READING PASSAGE:

** Begin **

Over hundreds of years, visitors to her grave have established the tie between Rachel and her burial place. “The house with the dome and the olive tree” became a Jewish symbol. An additional room that was attached to the original structure by Sir Moses Montefiore in 1841 has only enhanced the link. The depiction of Rachel’s Tomb has appeared in thousands of Jewish religious books, paintings, photographs, stamps and works of art.
Yet anyone visiting the site today will find it difficult to identify the image known to generations of Jews. The small, domed structure now sits within an armored concrete sleeve containing firing positions and defensive fortifications, and covered with camouflage netting. At the height of the second intifada, the government decided on September 11, 2002, to place the sacred compound inside the area of the Israeli security barrier in the Jerusalem area.
The Muslim link to Rachel
The Muslim link to the site derives from the figure of Rachel rather than from Bilal ibn Rabah, who is buried in Damascus. The accepted Muslim tradition that venerates Rachel identifies the site at the outskirts of Bethlehem as her grave. According to Muslim tradition, Rachel’s name comes from the word “to wander,” because she found her death on one of her wanderings and was buried on the way to Bethlehem. Rachel is alluded to in the Koran and other Muslim sources where, just as in Jewish sources, Joseph tearfully falls upon the grave of his mother, Rachel, when the caravan of his captors passes by the site.
For hundreds of years, the shape of Rachel’s Tomb resembled the grave of a vali (a Muslim saint). The building received its distinctive shape in 1622 when the Turkish governor of Jerusalem, Muhammad Pasha, permitted the Jews to wall off the four pillars that supported the dome and for the first time Rachel’s Tomb became a closed building. This was allowed by the Turkish governor to prevent Arab shepherds from grazing their flocks at the site. Yet according to one report, an English traveler claims this was done “to make access to it more difficult for the Jews.”
For centuries, Rachel’s Tomb was considered only a Jewish holy place.
The 16th-century Arab historian Mujir al-Din regarded Rachel’s Tomb as a Jewish holy place. Beginning in 1841, the keys to the place were deposited exclusively with Jewish caretakers who managed the site until it fell into Jordanian hands in 1948. In contravention of the armistice agreement, Jordan prevented Jews from accessing the site during all the years of its rule (1948-1967).

** End **

Extracted data entries:
** Begin **

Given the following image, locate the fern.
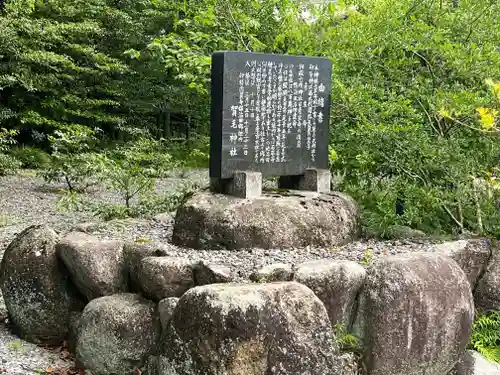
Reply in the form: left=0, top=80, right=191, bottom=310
left=469, top=311, right=500, bottom=363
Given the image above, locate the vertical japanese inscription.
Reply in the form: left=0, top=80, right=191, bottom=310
left=210, top=52, right=331, bottom=178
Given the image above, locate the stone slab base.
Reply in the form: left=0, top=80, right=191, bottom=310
left=173, top=191, right=360, bottom=250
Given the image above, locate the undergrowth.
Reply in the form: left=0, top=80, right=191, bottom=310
left=469, top=311, right=500, bottom=363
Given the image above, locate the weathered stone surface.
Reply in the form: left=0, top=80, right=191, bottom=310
left=0, top=225, right=83, bottom=344
left=294, top=259, right=366, bottom=328
left=434, top=238, right=492, bottom=290
left=67, top=311, right=82, bottom=353
left=158, top=297, right=179, bottom=330
left=340, top=353, right=363, bottom=375
left=173, top=191, right=359, bottom=250
left=123, top=242, right=167, bottom=293
left=76, top=293, right=160, bottom=375
left=158, top=282, right=341, bottom=375
left=56, top=232, right=128, bottom=301
left=250, top=263, right=293, bottom=283
left=474, top=241, right=500, bottom=311
left=452, top=350, right=500, bottom=375
left=354, top=253, right=474, bottom=375
left=137, top=257, right=194, bottom=301
left=194, top=262, right=233, bottom=286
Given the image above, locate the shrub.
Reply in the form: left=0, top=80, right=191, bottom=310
left=0, top=153, right=21, bottom=176
left=108, top=137, right=175, bottom=177
left=9, top=146, right=51, bottom=169
left=469, top=311, right=500, bottom=363
left=282, top=0, right=500, bottom=236
left=0, top=128, right=21, bottom=176
left=40, top=126, right=106, bottom=193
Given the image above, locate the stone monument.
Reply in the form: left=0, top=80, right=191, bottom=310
left=210, top=51, right=332, bottom=198
left=172, top=51, right=359, bottom=250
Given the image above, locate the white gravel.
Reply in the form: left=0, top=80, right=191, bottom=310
left=0, top=170, right=450, bottom=375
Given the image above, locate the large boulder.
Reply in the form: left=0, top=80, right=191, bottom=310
left=452, top=350, right=500, bottom=375
left=158, top=282, right=342, bottom=375
left=76, top=293, right=160, bottom=375
left=123, top=242, right=168, bottom=292
left=158, top=297, right=179, bottom=330
left=137, top=257, right=194, bottom=301
left=172, top=191, right=359, bottom=250
left=0, top=225, right=83, bottom=344
left=354, top=253, right=474, bottom=375
left=56, top=232, right=128, bottom=301
left=474, top=241, right=500, bottom=311
left=294, top=259, right=366, bottom=329
left=434, top=238, right=493, bottom=290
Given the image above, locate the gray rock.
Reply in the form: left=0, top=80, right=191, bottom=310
left=474, top=241, right=500, bottom=311
left=434, top=238, right=492, bottom=290
left=294, top=259, right=366, bottom=329
left=67, top=311, right=82, bottom=353
left=158, top=297, right=179, bottom=330
left=172, top=191, right=359, bottom=250
left=76, top=293, right=160, bottom=375
left=0, top=225, right=83, bottom=344
left=354, top=253, right=474, bottom=375
left=56, top=232, right=128, bottom=301
left=250, top=263, right=293, bottom=283
left=391, top=225, right=428, bottom=240
left=339, top=353, right=363, bottom=375
left=137, top=257, right=194, bottom=301
left=123, top=242, right=167, bottom=292
left=158, top=282, right=342, bottom=375
left=194, top=261, right=233, bottom=286
left=453, top=350, right=500, bottom=375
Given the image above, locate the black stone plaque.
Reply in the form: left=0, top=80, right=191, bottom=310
left=210, top=51, right=332, bottom=179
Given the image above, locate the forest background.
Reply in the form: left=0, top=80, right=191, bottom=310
left=0, top=0, right=500, bottom=238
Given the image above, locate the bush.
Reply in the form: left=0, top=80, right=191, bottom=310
left=40, top=126, right=107, bottom=193
left=469, top=312, right=500, bottom=363
left=9, top=146, right=51, bottom=169
left=283, top=0, right=500, bottom=236
left=0, top=153, right=21, bottom=176
left=0, top=128, right=21, bottom=176
left=108, top=138, right=175, bottom=178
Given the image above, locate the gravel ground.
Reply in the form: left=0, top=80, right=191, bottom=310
left=0, top=170, right=448, bottom=375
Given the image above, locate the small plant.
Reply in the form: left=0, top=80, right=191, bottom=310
left=40, top=126, right=106, bottom=193
left=90, top=202, right=132, bottom=221
left=469, top=311, right=500, bottom=363
left=0, top=153, right=21, bottom=176
left=0, top=128, right=21, bottom=176
left=134, top=237, right=153, bottom=243
left=333, top=323, right=361, bottom=354
left=361, top=248, right=373, bottom=265
left=9, top=146, right=51, bottom=169
left=106, top=160, right=155, bottom=210
left=9, top=340, right=24, bottom=352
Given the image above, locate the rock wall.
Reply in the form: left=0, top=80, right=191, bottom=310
left=0, top=226, right=498, bottom=375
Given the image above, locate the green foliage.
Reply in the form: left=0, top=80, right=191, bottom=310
left=285, top=0, right=500, bottom=236
left=333, top=323, right=361, bottom=354
left=0, top=154, right=21, bottom=176
left=9, top=146, right=51, bottom=169
left=469, top=312, right=500, bottom=363
left=0, top=0, right=500, bottom=237
left=0, top=128, right=21, bottom=176
left=102, top=160, right=155, bottom=209
left=361, top=249, right=373, bottom=266
left=109, top=137, right=175, bottom=177
left=40, top=126, right=107, bottom=193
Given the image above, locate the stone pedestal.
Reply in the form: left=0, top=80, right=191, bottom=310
left=278, top=168, right=331, bottom=193
left=210, top=171, right=262, bottom=198
left=172, top=191, right=359, bottom=250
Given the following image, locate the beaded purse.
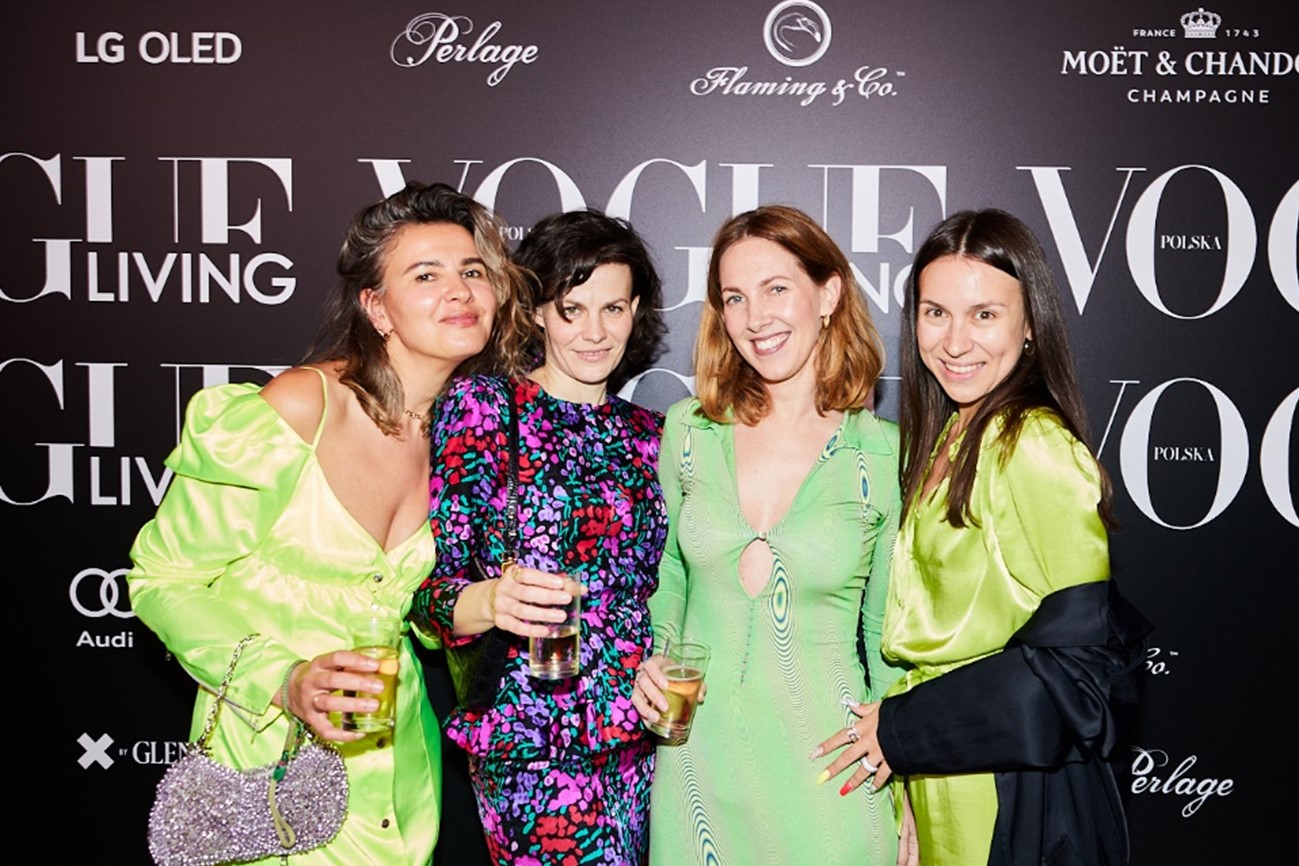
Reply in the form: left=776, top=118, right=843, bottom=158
left=149, top=635, right=347, bottom=866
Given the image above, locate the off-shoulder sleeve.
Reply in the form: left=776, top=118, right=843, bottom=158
left=981, top=413, right=1109, bottom=597
left=410, top=378, right=512, bottom=647
left=861, top=419, right=903, bottom=700
left=650, top=399, right=698, bottom=649
left=127, top=384, right=310, bottom=713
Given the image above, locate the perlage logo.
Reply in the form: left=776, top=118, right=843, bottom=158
left=68, top=569, right=135, bottom=619
left=763, top=0, right=830, bottom=66
left=1181, top=6, right=1222, bottom=39
left=77, top=734, right=113, bottom=770
left=388, top=12, right=539, bottom=87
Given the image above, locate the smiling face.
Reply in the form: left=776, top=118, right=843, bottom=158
left=361, top=222, right=496, bottom=374
left=717, top=238, right=842, bottom=391
left=533, top=262, right=640, bottom=402
left=916, top=256, right=1033, bottom=426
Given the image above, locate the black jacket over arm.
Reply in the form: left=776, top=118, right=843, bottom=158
left=879, top=580, right=1151, bottom=866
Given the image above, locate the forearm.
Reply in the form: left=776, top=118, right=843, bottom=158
left=452, top=578, right=500, bottom=637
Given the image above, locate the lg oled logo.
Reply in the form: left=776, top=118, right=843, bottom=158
left=763, top=0, right=830, bottom=66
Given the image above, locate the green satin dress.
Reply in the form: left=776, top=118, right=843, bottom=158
left=127, top=384, right=442, bottom=866
left=650, top=400, right=902, bottom=866
left=883, top=410, right=1109, bottom=866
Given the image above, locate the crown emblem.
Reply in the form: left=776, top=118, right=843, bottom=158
left=1182, top=6, right=1222, bottom=39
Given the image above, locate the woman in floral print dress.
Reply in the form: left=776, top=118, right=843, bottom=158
left=414, top=212, right=668, bottom=866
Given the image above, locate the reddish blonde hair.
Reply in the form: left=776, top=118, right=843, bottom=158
left=695, top=205, right=885, bottom=425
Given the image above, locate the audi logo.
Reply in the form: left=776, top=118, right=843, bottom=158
left=68, top=569, right=135, bottom=619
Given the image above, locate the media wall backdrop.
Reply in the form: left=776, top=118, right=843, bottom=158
left=0, top=0, right=1299, bottom=866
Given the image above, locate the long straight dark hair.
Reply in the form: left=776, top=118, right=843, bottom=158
left=899, top=210, right=1113, bottom=527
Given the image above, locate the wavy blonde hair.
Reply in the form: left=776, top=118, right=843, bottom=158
left=695, top=205, right=885, bottom=425
left=307, top=182, right=531, bottom=435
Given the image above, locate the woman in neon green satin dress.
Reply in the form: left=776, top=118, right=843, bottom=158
left=820, top=210, right=1141, bottom=866
left=633, top=206, right=902, bottom=866
left=127, top=183, right=532, bottom=866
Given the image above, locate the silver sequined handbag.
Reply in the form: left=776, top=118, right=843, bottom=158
left=149, top=635, right=347, bottom=866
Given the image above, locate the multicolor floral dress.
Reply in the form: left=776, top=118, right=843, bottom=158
left=412, top=377, right=668, bottom=866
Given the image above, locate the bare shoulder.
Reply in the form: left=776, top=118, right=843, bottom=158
left=261, top=365, right=340, bottom=441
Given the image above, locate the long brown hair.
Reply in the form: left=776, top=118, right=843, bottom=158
left=695, top=205, right=885, bottom=425
left=307, top=182, right=529, bottom=435
left=899, top=210, right=1113, bottom=526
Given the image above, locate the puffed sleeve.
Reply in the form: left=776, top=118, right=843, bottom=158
left=650, top=399, right=698, bottom=649
left=410, top=377, right=512, bottom=647
left=979, top=412, right=1109, bottom=597
left=861, top=419, right=903, bottom=700
left=127, top=384, right=310, bottom=714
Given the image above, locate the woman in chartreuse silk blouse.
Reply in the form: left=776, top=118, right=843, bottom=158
left=883, top=410, right=1109, bottom=866
left=818, top=210, right=1128, bottom=866
left=127, top=183, right=521, bottom=866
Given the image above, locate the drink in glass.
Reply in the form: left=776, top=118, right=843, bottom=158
left=527, top=592, right=582, bottom=679
left=646, top=640, right=708, bottom=744
left=338, top=615, right=401, bottom=734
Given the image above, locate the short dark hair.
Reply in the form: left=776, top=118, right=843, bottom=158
left=514, top=209, right=668, bottom=392
left=899, top=209, right=1113, bottom=526
left=307, top=180, right=525, bottom=432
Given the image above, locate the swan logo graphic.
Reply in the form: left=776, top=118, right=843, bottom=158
left=763, top=0, right=830, bottom=66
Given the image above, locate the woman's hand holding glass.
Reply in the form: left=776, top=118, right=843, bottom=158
left=490, top=565, right=586, bottom=637
left=287, top=649, right=397, bottom=743
left=631, top=654, right=668, bottom=723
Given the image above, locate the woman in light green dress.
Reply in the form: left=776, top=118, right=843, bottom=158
left=818, top=210, right=1148, bottom=866
left=127, top=184, right=532, bottom=866
left=634, top=206, right=900, bottom=866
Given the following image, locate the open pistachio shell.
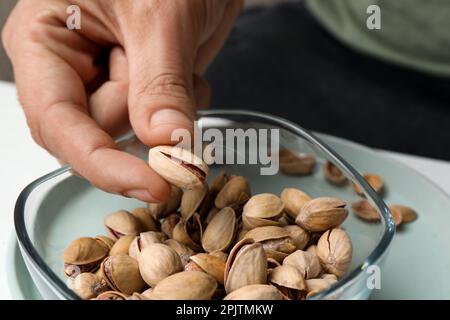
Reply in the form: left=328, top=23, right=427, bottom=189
left=101, top=254, right=145, bottom=295
left=224, top=284, right=285, bottom=300
left=105, top=210, right=141, bottom=239
left=150, top=271, right=217, bottom=300
left=148, top=146, right=208, bottom=189
left=224, top=239, right=267, bottom=293
left=202, top=207, right=236, bottom=252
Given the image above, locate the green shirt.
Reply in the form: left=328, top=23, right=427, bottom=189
left=307, top=0, right=450, bottom=76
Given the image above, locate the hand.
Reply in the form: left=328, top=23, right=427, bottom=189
left=2, top=0, right=243, bottom=202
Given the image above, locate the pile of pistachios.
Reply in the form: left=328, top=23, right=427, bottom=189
left=64, top=146, right=352, bottom=300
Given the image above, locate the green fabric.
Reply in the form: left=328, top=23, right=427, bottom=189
left=307, top=0, right=450, bottom=76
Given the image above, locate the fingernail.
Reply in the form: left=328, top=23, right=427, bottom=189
left=124, top=189, right=153, bottom=202
left=150, top=109, right=194, bottom=128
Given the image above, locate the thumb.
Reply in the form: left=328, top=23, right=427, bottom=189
left=126, top=18, right=199, bottom=146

** End **

EXERCISE: According to the passage about Rachel's Tomb, in what year did the building receive its distinctive shape?

RESULT OF THE EXERCISE: 1622